**DATA ROWS:**

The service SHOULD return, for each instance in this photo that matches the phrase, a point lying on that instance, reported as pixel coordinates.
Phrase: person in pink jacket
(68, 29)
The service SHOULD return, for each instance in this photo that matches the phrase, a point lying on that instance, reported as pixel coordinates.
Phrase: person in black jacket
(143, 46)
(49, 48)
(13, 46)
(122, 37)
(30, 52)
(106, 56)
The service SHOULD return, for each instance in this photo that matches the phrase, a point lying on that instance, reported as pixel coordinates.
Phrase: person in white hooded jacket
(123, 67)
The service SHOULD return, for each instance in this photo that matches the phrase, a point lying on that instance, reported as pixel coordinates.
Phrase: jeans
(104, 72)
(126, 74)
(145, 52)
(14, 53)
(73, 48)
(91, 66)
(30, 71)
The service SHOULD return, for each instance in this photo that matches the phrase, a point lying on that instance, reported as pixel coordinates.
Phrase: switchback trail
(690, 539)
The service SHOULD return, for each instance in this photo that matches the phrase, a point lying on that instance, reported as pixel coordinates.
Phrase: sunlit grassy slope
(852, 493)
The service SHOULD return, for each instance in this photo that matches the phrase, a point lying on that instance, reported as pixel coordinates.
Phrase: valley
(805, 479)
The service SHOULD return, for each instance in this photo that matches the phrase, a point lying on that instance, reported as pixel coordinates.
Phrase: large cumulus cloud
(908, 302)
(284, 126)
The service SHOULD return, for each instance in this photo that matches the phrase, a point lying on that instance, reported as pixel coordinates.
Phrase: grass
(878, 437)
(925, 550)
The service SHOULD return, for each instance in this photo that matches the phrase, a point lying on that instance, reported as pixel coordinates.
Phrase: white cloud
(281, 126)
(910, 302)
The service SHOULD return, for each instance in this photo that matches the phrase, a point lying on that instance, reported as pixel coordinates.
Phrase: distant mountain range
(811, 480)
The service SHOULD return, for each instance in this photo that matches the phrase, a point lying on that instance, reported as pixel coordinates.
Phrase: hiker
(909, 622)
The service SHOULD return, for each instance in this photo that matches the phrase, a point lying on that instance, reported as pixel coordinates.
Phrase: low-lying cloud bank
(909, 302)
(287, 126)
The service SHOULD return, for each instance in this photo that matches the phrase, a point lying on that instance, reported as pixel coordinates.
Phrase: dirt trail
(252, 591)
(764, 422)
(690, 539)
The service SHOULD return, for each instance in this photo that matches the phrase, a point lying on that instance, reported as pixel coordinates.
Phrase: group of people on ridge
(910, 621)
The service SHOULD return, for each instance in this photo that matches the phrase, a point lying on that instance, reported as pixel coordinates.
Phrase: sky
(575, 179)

**THE PROBLEM:** Set down every record above exactly as given.

**EXPECTED ANSWER:**
The service SHOULD return, for each instance in this photo that matches the phrase, a point lying on that instance, reported as pixel coordinates.
Phrase: person in pink jacket
(68, 29)
The service SHOULD return, for each instance in this photo that matches the phrase, a point lying on that instance, reported as pixel coordinates.
Phrase: person in black jacket
(143, 46)
(49, 48)
(13, 46)
(122, 37)
(30, 52)
(106, 56)
The service SHOULD return, for each instance in this photo that matches the phrase, a point lying on that instance, reported as pixel coordinates.
Phrase: person in white hooded jacket
(123, 67)
The service SHOULD return, for each instance in this photo that matches the phrase, a point lying on that instance, reported as pixel coordinates.
Phrase: jeans
(104, 72)
(126, 74)
(145, 52)
(14, 53)
(73, 48)
(91, 66)
(30, 71)
The service SHOULD return, for each instance in this photo that matches the phrase, a point lying on that instance, reported as pixel coordinates.
Phrase: switchback trail
(690, 539)
The service SHOULD return, for each instance in this photo that matches the phrase, a point lying on that instance, reported as pixel coordinates.
Phrase: sunlit grassy slope
(852, 493)
The service SHOULD return, for each instance in this photo that matches the phrase, a point lying on that instance, reported as pixel coordinates.
Phrase: valley
(805, 479)
The service SHOULD return, for each instance in this photo that matches the phrase, a point lying on that instance, reported as pixel coordinates.
Phrase: large cumulus cloud
(908, 302)
(284, 126)
The service SHOULD return, for each instance in this photo that matches the phrase, a point lying on that instance, reported as pixel coordinates.
Phrase: grass
(878, 437)
(925, 550)
The service SHOULD return, for each instance in this photo that matches the phrase, a point lying on that instance, reported as pixel coordinates.
Phrase: white cloud
(281, 126)
(910, 302)
The service SHOULD return, for each instance in this photo that matches the phrase, a point lying on that instance, reported as pixel coordinates.
Phrase: distant mountain range
(811, 480)
The service SHOULD return, for each instance in this photo that matches the phrase, a point lying on that instance, reported as pixel coordinates.
Phrase: hiker
(909, 622)
The service SHOULD return, for each instance in this photo that matches the phrase, a point lying on that instance, reported as pixel coordinates.
Phrase: low-lying cloud bank
(909, 302)
(287, 126)
The service SHOULD return, for each instance in this photo that matches the phrase, a point lying on that instance, reported as pixel coordinates.
Phrase: dirt trail
(252, 591)
(764, 422)
(690, 539)
The service SHOULD return, for each instance in this photo that matches the phrase, a point lying on that instance, reported as pixel coordinates.
Phrase: group of people on ridge
(910, 621)
The service SHOULD return, for each instance in this photo that matches the phrase, a point lying on that instance, reported as pixel coordinates.
Phrase: sky
(575, 179)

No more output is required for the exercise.